Text section:
════════════════
FIG. 13 illustrates a block diagram of operations performed on the electronic device 10 by the compensation system 27 of FIG. 1 indicating one embodiment in which the compensation system 27 may provide compensated image data (e.g., gray level output 116) to the display pixels 54. Some of the operations performed on the electronic device 10 by the compensation system 27 of FIG. 1 are similar to the operations performed on the electronic device 10 by the compensation system 27 of FIG. 1 as indicated by FIG. 8.

In the illustrated depiction of FIG. 13, the compensation system 27 includes a compensation map generator 220. During display operations of the electronic device 10, the compensation map generator 220 accesses, from the memory 20, the global compensation map 78 and the compressed per sub-pixel uniformity compensation map 84. The global compensation map(s) 78 corresponds to compensation data configured to be applied to 12×12 binning (block 221). Spatial interpolation is applied (block 222) to determine the global compensation voltage offset value that should be applied to first gray level data 102.
════════════════
Written request A:
Which lines in the listing below contain the word "concrete"? Report each of those lines in full.

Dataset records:
════════════════
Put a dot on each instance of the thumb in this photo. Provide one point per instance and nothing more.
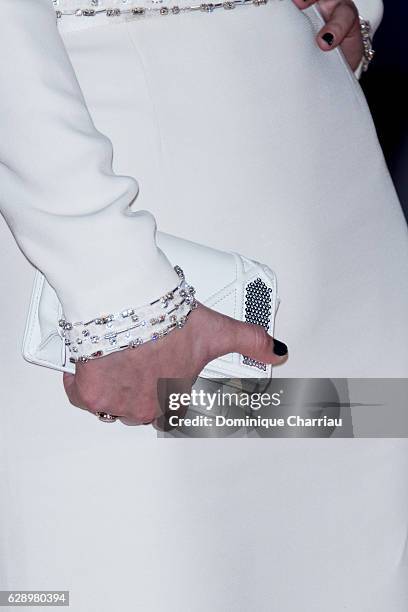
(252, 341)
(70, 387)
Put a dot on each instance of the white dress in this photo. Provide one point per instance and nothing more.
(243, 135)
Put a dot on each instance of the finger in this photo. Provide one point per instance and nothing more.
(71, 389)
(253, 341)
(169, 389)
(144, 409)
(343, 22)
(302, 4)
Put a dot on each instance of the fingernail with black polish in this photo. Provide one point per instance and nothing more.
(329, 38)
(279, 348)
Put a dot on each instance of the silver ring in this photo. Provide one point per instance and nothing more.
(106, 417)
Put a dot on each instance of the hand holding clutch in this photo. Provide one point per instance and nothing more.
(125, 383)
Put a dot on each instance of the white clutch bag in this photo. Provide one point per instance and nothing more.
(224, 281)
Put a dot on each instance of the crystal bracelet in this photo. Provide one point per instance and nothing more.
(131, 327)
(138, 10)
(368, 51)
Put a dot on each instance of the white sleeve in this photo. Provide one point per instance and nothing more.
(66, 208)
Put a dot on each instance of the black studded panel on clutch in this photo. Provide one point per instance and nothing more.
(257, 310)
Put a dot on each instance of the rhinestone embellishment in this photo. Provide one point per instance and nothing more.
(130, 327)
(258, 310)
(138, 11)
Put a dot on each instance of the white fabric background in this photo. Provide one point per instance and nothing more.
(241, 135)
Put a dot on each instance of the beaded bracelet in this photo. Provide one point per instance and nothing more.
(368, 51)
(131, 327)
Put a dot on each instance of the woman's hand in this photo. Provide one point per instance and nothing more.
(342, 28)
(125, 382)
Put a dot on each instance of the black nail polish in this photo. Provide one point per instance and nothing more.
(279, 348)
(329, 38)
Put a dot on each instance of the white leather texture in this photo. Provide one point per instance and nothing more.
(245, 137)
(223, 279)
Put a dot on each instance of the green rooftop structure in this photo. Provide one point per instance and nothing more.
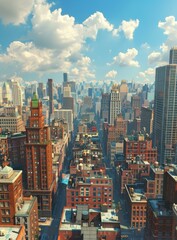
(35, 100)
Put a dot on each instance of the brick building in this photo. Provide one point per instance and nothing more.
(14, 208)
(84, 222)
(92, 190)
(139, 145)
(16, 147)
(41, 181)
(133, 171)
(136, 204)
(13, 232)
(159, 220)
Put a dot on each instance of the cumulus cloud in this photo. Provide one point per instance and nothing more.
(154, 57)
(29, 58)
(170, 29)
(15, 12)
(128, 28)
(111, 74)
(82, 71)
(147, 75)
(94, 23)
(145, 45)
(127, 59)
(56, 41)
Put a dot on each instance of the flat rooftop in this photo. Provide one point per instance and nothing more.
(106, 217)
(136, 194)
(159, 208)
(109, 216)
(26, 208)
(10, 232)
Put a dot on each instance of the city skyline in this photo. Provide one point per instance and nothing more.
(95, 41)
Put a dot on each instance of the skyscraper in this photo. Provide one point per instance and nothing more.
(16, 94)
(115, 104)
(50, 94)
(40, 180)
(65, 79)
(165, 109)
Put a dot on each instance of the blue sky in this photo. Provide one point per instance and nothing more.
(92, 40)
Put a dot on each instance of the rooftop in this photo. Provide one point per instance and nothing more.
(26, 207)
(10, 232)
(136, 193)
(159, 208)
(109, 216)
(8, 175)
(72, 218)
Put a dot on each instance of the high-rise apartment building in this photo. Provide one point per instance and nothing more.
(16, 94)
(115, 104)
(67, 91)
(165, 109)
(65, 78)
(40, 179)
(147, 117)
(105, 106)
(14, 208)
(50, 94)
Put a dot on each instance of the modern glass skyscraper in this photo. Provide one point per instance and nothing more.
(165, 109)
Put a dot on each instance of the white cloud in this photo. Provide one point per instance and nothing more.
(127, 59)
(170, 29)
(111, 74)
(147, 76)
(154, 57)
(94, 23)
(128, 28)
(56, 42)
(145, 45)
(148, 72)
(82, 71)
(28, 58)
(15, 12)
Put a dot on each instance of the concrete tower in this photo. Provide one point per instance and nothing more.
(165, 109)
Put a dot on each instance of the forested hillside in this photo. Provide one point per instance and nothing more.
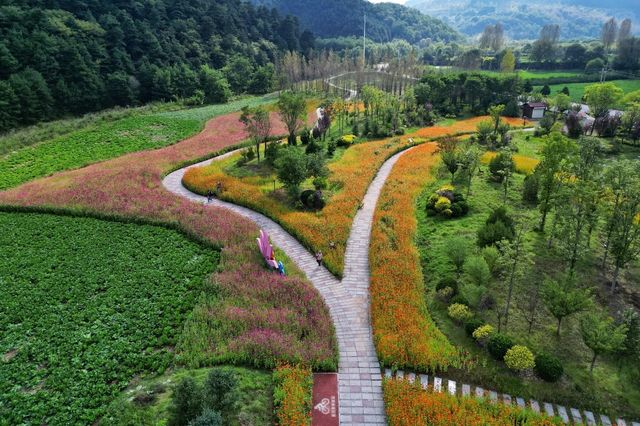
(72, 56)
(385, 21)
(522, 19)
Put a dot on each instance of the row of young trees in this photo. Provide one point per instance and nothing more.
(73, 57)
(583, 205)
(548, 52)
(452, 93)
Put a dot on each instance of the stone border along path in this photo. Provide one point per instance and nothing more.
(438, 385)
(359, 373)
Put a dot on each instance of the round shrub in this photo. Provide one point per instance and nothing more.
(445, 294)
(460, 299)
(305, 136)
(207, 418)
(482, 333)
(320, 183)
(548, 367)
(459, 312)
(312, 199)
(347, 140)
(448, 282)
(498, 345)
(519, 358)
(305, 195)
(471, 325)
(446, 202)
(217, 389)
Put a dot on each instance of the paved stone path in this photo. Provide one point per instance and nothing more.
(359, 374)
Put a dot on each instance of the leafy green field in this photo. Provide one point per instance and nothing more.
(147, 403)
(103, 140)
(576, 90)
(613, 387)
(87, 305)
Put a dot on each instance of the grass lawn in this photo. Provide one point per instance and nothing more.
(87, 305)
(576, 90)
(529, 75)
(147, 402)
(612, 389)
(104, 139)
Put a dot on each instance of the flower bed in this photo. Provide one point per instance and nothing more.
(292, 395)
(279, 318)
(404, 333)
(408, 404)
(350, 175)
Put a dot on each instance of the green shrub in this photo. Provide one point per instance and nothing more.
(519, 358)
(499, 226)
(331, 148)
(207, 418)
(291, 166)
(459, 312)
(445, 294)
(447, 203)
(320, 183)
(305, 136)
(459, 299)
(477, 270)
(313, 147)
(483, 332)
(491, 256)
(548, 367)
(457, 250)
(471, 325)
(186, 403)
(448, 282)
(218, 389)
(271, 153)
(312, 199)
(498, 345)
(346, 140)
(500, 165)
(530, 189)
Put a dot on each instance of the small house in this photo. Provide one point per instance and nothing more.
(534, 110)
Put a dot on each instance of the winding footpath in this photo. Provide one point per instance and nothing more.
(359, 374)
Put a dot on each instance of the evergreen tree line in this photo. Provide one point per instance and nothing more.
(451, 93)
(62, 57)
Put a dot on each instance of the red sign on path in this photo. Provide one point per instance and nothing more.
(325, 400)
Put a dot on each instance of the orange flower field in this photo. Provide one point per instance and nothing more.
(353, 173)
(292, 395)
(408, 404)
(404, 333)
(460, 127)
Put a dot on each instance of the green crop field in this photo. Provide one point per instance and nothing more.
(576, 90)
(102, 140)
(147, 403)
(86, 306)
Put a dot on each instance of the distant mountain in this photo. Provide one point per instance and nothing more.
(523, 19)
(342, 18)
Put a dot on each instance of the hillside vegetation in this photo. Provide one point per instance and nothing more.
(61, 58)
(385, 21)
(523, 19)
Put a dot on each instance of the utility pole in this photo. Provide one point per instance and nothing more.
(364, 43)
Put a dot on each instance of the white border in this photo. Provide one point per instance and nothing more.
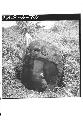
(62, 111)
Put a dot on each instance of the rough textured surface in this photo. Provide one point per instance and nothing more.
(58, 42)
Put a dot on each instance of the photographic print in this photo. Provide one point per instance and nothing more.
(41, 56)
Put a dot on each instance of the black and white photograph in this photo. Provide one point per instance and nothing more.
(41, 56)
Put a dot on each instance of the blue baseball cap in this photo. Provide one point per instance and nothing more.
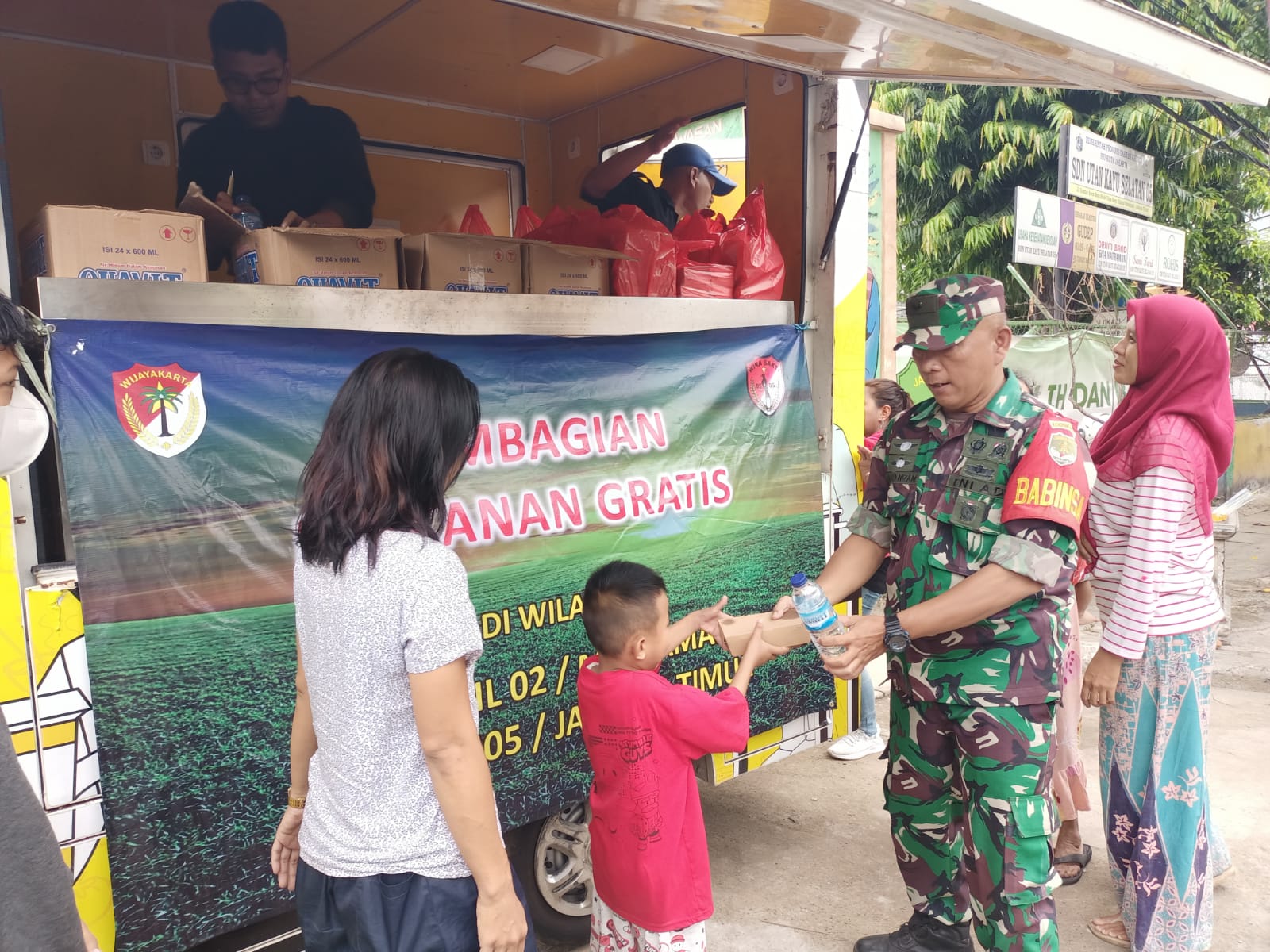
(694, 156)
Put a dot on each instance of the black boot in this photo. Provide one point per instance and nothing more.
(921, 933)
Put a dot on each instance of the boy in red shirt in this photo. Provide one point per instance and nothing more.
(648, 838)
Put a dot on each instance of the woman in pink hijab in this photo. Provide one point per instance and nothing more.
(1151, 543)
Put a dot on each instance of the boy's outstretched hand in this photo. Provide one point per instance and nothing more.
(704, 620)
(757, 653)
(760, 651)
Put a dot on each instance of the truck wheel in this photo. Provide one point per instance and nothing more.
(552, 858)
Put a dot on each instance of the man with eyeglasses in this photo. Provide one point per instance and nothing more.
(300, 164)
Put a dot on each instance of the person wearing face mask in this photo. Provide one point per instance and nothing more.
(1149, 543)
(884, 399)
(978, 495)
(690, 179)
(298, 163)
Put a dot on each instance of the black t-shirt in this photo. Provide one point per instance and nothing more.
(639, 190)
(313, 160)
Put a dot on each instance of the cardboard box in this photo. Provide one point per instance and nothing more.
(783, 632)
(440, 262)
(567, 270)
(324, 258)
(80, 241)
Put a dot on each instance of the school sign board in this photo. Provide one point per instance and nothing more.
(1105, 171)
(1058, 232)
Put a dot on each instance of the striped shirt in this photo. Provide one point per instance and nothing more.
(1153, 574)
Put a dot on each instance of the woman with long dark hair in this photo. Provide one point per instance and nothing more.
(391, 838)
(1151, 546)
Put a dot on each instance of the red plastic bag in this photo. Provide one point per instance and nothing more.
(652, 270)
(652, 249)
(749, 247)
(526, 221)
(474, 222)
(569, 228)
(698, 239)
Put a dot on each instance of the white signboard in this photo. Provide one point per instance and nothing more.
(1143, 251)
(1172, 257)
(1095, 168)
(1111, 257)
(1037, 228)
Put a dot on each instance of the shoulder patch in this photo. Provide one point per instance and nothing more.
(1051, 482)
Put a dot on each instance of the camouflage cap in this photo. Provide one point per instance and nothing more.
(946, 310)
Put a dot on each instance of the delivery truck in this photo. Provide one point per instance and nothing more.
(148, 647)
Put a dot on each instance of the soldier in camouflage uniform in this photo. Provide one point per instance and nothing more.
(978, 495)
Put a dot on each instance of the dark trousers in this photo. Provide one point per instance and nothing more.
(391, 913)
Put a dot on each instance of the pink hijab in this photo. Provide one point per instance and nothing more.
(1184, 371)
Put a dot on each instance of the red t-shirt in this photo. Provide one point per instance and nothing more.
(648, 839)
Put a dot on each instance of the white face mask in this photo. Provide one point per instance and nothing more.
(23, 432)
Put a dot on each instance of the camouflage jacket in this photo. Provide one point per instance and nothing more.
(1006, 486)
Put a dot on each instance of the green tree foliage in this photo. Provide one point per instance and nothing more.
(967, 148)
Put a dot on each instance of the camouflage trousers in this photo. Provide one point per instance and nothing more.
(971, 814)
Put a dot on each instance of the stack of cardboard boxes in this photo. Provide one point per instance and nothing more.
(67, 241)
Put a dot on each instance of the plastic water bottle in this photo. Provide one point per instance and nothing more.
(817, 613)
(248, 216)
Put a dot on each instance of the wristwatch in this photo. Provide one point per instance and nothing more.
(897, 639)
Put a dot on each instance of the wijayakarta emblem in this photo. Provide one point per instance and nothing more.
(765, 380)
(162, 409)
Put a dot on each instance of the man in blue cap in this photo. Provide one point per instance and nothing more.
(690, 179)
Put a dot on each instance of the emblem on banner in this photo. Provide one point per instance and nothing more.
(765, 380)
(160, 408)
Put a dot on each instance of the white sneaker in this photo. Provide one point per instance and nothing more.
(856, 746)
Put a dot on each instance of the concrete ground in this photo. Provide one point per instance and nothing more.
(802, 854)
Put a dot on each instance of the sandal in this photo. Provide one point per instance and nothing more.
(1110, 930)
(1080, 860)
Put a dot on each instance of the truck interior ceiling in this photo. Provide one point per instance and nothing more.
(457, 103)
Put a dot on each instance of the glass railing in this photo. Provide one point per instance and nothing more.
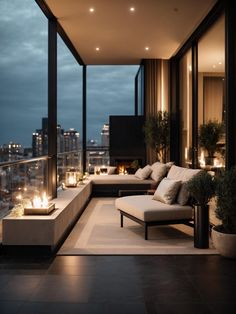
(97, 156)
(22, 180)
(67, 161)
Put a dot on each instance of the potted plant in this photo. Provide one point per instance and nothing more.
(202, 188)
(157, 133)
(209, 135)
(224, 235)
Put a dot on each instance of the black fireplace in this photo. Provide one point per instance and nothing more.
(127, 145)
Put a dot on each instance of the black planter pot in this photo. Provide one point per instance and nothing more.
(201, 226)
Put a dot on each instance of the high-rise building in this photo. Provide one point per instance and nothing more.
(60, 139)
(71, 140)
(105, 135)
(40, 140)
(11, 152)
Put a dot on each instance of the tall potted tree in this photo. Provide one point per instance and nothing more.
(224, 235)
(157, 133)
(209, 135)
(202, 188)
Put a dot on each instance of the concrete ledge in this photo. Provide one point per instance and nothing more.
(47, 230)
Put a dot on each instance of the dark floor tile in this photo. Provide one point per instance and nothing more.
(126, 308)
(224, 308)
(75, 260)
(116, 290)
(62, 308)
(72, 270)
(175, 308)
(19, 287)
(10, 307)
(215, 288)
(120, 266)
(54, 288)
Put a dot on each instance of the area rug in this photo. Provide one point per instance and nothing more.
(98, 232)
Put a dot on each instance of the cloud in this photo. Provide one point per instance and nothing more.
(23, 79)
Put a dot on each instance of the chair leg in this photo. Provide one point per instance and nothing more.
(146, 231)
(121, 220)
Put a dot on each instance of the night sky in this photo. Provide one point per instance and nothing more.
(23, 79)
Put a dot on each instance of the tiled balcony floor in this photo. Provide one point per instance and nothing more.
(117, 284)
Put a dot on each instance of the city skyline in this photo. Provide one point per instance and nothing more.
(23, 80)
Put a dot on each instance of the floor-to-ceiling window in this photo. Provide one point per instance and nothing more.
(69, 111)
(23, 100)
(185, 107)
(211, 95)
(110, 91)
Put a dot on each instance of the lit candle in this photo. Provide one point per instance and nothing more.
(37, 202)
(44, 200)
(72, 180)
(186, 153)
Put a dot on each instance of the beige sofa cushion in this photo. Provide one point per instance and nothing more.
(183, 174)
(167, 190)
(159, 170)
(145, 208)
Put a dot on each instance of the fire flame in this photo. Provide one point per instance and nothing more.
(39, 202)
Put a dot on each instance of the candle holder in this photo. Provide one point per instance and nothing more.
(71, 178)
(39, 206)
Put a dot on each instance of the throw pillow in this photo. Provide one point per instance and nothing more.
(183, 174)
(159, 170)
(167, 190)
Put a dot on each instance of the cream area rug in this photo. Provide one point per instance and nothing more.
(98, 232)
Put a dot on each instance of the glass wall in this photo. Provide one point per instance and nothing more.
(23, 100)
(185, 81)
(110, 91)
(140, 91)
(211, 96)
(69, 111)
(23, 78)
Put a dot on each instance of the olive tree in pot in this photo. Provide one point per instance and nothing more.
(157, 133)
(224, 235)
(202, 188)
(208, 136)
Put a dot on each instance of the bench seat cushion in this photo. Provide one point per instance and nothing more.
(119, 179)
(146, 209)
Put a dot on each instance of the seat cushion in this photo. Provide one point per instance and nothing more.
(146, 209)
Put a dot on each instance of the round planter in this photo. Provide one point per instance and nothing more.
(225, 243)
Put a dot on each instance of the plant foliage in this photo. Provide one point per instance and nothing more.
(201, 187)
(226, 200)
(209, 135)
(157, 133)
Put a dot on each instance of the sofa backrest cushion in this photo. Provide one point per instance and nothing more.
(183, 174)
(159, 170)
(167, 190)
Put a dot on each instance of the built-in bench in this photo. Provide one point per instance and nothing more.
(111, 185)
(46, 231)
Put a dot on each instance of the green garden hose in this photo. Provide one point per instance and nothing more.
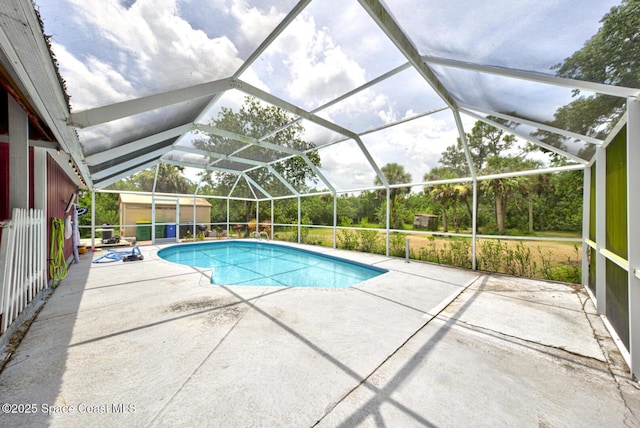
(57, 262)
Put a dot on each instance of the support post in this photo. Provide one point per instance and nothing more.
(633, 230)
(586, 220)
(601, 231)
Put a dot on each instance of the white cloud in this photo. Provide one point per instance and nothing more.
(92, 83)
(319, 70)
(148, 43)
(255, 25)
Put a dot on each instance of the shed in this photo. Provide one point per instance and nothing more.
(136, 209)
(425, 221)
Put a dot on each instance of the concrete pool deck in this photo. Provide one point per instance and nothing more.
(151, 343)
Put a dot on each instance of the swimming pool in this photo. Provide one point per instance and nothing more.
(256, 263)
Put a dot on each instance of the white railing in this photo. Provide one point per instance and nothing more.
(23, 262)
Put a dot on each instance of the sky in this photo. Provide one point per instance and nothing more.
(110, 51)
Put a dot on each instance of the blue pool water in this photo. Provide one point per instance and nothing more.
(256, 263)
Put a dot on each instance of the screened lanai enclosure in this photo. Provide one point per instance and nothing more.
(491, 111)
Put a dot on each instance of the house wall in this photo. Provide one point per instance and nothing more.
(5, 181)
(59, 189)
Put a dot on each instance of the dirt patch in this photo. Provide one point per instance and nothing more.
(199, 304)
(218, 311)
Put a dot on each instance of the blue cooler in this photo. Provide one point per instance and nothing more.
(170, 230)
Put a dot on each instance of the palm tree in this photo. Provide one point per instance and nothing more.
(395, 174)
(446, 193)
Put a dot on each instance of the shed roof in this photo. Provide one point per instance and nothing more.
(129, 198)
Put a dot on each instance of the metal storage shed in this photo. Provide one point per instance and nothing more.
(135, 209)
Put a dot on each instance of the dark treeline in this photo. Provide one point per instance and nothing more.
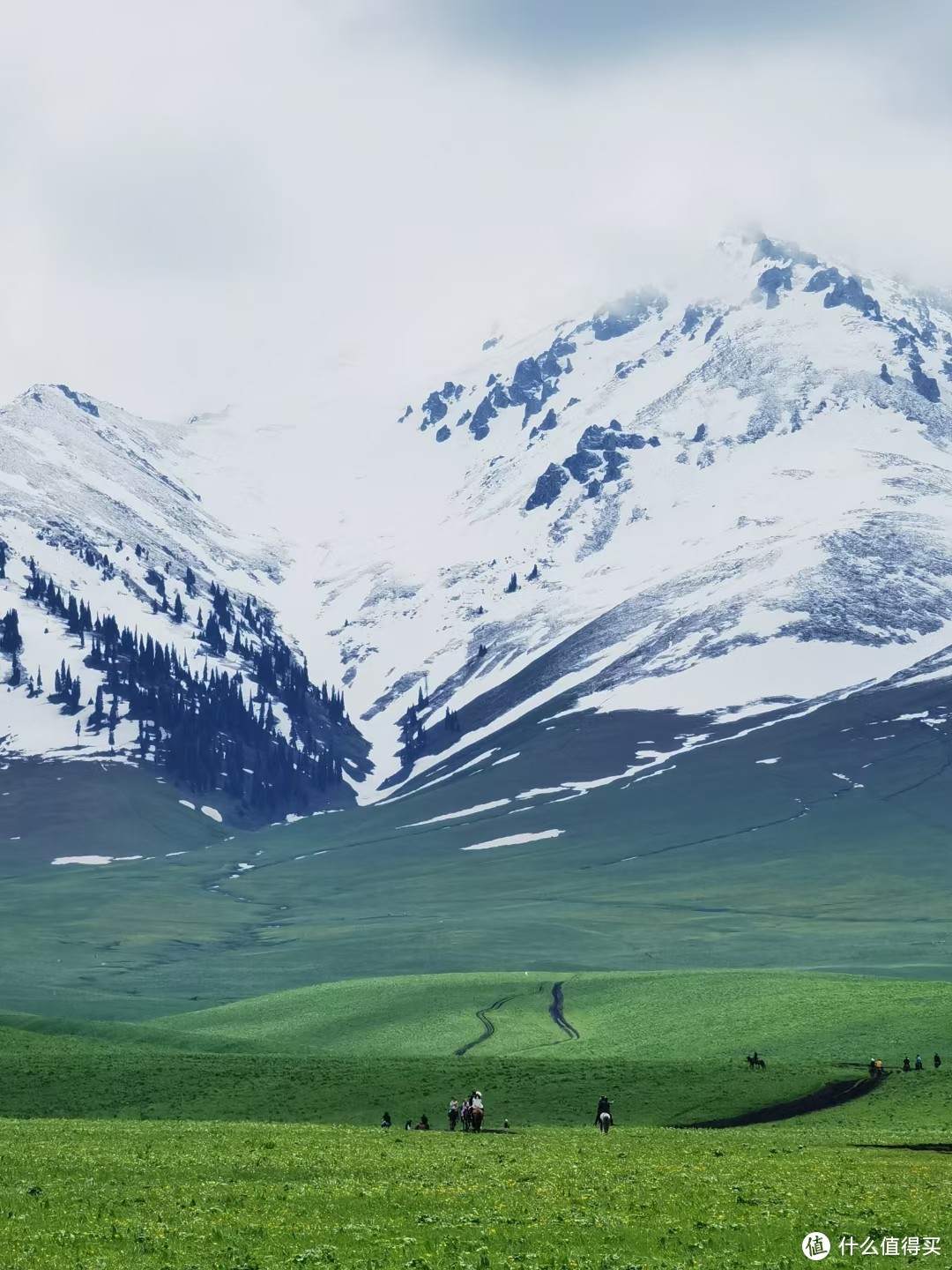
════════════════
Written request B:
Continue the passage on the display compensation system, starting right after its final sentence.

Exercise output A:
Put a dot on each instance of the concrete tower in this photo. Provide one point per instance and nothing more.
Put a dot on each instance of the concrete ground in this photo. Provide one point per instance and nothing more.
Put a dot on each instance of the concrete ledge in this photo. Provide one point per instance and nothing more.
Put a dot on each instance of the concrete pool deck in this photo. Provide one point per instance and nothing more.

Exercise output B:
Once the compensation map generator 220 accesses the compressed per sub-pixel uniformity compensation map 84, data from the compressed local per sub-pixel uniformity compensation map 84 is retrieved and decompressed, via a decompressor 224 (e.g., decoder), to obtain (block 226) per sub-pixel compensation map for, as an example, an 8-bit panel. Spatial interpolation is then applied (block 228) to the per sub-pixel compensation map. The spatial interpolation component may smoothen and sharpen the display of the electronic device 10. The spatial interpolation may be applied to data from the per sub-pixel compensation map on a row by row basis or another suitable basis.

Finally, the local voltage compensation offset values are determined. The global compensation voltage offset values and the local voltage compensation offset values are then applied (block 230) on a per group pixel basis. For example, in some embodiments, the global compensation voltage offset values and the local voltage compensation offset values can be applied to a 1×1, 2×2, 4×4 binning, or higher binning.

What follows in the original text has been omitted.